Texto »
A ação é uma iniciativa da ONG Inaê, ligada ao Grupo União Espírita Santa Bárbara (Guesb), coordenado por Mãe Neide Oyá D’Óxum, e conta com o apoio da Rede Nacional de Religiões Afro-Brasileiras e Saúde (Renafro) e da Faculdade de Medicina (Famed) da Universidade Federal de Alagoas (Ufal).
Anualmente, o projeto leva estudantes dos cursos de Medicina e Psicologia, além de residentes em Medicina de Família e Comunidade e da Residência Multiprofissional, à Serra para realizar serviços de verificação de glicemia, aferição de pressão arterial, além de orientações e cuidados de saúde voltados à população negra e a todos que visitam o território histórico do Quilombo dos Palmares.
Formação antirracista para estudantes da saúde
Para o professor da Famed e um dos organizadores da ação, Waldemar Neves, a atividade, além de fazer a diferença na saúde da população local, também é um caminho para uma formação mais humanizada na Saúde da População Negra, povos de comunidades tradicionais e povos de terreiro.
“Hoje, estatisticamente, cerca de 50% das pessoas atendidas no SUS são negras, mas sabemos que a proporção chega a quase 70%. E, além do atendimento, há a vivência com cultura, ancestralidade e o encontro com comunidades tradicionais, quilombolas, indígenas e povos originários. A vivência gera um profissional mais preparado e mais humano para atuar no SUS”, reforçou.
O docente também destacou o projeto como uma oportunidade para que os estudantes saiam das imediações da instituição e aprendam, na prática, o contato com a diversidade do público: “A universidade tem o papel de ser extramuros. Não podemos ficar apenas dentro da instituição levando conhecimento. Além da formação acadêmica, pesquisa e extensão, precisamos dar retorno à população. Essa ação fortalece tanto a formação dos estudantes quanto o cuidado mais humanizado para quem é atendido. Isso enriquece muito a formação, tanto humanista quanto técnica, especialmente porque muitos deles futuramente atenderão comunidades quilombolas”, declarou o professor.
Neves acredita que o maior legado que um projeto como este pode deixar é a necessidade de uma formação antirracista para estudantes da saúde e a urgência de desconstruir o racismo religioso, estrutural e institucional que atravessa a sociedade.
“Precisamos ampliar iniciativas assim para outros cursos, valorizando a ancestralidade e os saberes das comunidades tradicionais. Na tenda, por exemplo, filhas de santo falaram sobre saúde mental, uso de ervas, chás, banhos e rituais que fazem parte do cuidado físico e espiritual. Isso contribui para quebrar o racismo religioso sofrido diariamente pelas religiões de matriz africana”, disse.

Entradas apresentadas »
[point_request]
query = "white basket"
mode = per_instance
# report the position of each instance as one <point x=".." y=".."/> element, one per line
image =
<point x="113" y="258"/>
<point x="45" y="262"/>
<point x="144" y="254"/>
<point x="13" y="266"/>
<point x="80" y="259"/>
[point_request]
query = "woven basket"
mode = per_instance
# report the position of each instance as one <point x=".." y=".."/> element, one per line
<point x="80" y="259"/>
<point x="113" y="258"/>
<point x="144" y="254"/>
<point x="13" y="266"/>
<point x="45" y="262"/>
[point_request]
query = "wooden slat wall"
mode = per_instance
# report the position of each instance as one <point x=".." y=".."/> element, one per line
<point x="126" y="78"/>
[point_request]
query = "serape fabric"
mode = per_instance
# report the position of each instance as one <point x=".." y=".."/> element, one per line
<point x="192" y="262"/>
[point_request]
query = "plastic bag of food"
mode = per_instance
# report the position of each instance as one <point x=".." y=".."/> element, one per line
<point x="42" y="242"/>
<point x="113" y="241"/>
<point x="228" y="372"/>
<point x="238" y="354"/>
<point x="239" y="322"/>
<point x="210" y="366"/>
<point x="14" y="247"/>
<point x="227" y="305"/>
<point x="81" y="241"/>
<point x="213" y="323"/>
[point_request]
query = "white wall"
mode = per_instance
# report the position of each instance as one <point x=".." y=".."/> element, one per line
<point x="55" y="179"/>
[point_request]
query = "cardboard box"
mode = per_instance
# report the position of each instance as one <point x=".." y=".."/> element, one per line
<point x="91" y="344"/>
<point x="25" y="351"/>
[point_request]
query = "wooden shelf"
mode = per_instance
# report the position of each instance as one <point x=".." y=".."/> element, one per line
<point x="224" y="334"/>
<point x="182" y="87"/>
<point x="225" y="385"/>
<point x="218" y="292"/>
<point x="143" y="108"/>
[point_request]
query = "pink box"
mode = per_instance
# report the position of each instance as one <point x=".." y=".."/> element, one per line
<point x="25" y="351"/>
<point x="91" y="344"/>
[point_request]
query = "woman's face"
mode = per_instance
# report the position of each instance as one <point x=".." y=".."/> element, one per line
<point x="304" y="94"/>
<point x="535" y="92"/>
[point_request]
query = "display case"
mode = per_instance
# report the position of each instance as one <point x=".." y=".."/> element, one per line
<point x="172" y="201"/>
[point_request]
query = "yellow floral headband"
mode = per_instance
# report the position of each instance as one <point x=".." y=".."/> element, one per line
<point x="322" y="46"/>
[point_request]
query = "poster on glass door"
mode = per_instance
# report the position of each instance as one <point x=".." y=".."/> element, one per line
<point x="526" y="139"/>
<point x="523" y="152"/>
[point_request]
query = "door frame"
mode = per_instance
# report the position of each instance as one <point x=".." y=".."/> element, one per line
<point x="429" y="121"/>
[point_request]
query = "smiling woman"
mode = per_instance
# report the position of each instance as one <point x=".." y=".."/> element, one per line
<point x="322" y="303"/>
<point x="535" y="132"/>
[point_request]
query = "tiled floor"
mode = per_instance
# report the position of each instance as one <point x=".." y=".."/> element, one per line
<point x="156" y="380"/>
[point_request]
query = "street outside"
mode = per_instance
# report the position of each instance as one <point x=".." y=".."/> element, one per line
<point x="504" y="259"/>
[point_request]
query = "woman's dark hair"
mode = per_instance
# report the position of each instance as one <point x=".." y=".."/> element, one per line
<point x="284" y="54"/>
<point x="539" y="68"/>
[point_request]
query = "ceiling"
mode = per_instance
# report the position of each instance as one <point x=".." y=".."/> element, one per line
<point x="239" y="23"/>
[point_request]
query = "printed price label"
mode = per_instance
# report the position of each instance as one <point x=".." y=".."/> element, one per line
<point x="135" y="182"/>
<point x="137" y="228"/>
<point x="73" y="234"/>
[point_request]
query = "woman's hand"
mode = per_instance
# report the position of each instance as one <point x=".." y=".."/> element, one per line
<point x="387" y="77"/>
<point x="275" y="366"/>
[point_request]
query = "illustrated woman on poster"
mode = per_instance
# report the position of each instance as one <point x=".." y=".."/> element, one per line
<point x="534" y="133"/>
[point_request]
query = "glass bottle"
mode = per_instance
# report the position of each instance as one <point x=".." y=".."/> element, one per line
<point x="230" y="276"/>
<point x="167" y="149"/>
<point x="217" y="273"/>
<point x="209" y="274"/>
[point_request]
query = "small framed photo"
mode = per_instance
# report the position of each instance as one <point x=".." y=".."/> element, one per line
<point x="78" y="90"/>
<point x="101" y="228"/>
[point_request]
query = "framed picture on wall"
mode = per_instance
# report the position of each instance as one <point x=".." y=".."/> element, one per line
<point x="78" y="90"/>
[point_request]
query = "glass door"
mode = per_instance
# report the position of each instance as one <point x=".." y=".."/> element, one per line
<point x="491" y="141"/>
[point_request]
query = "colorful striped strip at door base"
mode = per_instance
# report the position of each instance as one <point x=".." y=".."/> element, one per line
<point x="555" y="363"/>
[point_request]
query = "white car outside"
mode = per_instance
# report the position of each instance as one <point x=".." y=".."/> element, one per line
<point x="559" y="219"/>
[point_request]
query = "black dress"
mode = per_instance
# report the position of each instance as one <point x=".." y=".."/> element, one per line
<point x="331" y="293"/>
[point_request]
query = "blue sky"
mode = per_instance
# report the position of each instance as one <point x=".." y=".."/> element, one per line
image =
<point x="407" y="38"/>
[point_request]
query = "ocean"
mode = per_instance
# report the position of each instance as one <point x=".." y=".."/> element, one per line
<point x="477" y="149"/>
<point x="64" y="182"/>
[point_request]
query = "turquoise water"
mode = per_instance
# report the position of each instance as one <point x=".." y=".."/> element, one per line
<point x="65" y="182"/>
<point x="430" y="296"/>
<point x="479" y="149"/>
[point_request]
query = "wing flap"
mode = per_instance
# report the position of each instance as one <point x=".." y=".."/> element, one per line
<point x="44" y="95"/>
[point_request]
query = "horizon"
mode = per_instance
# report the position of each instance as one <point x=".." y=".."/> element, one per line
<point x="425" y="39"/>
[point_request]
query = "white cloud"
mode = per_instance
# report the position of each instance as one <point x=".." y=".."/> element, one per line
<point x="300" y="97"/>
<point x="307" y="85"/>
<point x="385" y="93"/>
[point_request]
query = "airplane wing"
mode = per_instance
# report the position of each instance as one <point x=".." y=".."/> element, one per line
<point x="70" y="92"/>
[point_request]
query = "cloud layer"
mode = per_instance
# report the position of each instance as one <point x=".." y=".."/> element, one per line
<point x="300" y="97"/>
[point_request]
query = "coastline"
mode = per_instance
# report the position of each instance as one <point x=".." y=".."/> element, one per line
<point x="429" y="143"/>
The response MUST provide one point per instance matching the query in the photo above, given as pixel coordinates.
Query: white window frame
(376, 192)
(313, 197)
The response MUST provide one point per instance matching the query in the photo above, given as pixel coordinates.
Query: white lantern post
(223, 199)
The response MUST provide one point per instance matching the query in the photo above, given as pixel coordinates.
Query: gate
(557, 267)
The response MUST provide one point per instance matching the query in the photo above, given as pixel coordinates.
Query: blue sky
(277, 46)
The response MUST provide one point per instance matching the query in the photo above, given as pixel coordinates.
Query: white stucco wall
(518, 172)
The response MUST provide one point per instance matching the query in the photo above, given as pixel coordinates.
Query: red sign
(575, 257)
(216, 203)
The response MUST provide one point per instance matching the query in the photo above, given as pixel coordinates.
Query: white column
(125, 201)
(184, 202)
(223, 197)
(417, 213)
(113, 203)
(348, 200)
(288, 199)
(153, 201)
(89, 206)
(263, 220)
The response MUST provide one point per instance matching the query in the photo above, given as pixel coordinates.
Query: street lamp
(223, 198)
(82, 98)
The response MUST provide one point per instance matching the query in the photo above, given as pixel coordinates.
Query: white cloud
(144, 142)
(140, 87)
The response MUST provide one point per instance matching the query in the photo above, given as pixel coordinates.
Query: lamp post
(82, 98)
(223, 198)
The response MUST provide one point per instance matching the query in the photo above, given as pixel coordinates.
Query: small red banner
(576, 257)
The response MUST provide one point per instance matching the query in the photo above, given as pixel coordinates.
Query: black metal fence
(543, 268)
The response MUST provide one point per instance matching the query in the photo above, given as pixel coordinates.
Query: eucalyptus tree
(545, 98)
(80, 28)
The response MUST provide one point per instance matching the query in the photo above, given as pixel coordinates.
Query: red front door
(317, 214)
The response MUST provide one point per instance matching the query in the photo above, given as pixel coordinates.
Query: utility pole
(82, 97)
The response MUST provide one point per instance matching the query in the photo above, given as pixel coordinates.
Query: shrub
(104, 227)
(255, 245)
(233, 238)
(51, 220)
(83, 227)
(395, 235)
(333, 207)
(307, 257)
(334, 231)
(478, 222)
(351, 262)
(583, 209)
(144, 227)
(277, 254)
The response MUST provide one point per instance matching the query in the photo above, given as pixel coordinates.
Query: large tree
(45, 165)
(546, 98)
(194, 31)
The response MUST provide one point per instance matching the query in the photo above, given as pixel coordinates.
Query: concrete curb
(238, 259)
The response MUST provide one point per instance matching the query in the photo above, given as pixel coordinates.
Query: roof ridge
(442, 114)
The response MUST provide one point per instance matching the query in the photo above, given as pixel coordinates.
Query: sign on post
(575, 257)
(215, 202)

Instruções da tarefa » Dê continuidade ao texto sobre a ação de saúde no território do Quilombo dos Palmares, escrevendo o trecho que viria logo após o último parágrafo apresentado.

Área de resposta »
Homenagem a Jorge Luís Riscado
O nome do projeto presta uma homenagem póstuma ao professor Jorge Luís Riscado, falecido em 2022, um dos mais importantes aliados da luta antirracista em Alagoas. Docente dedicado da Ufal e da Faculdade de Medicina (Famed), além de membro ativo do Neabi, Riscado deixou um legado marcado pelo compromisso com uma educação justa, inclusiva e transformadora.
Riscado foi responsável pela implantação, em 2007, da disciplina eletiva Saúde da População Negra, ofertada aos cursos de graduação e pioneira na abordagem das desigualdades raciais em saúde na universidade. Além disso, coordenou o Projeto Universidaids, estruturado pelo Ministério da Saúde em 1997 e desenvolvido por meio da articulação entre instituições universitárias e os serviços de saúde pública.
Waldemar Melo contou que foi unanimidade entre os organizadores que a tenda levasse o nome do professor, como uma homenagem simbólica a todo o legado que ele deixou à universidade.
“O professor Jorge Luís Riscado abriu caminhos no estado e no país. Foi pioneiro no trabalho com comunidades tradicionais, com a população LGBT, HIV, profissionais do sexo. Escolher seu nome para a tenda foi uma forma de manter viva a chama da saúde da população negra e das comunidades tradicionais. Lideranças quilombolas ressaltam até hoje a importância do trabalho dele e sentiram muito sua ausência após seu falecimento, o que mostra o impacto profundo do que construiu”, finalizou.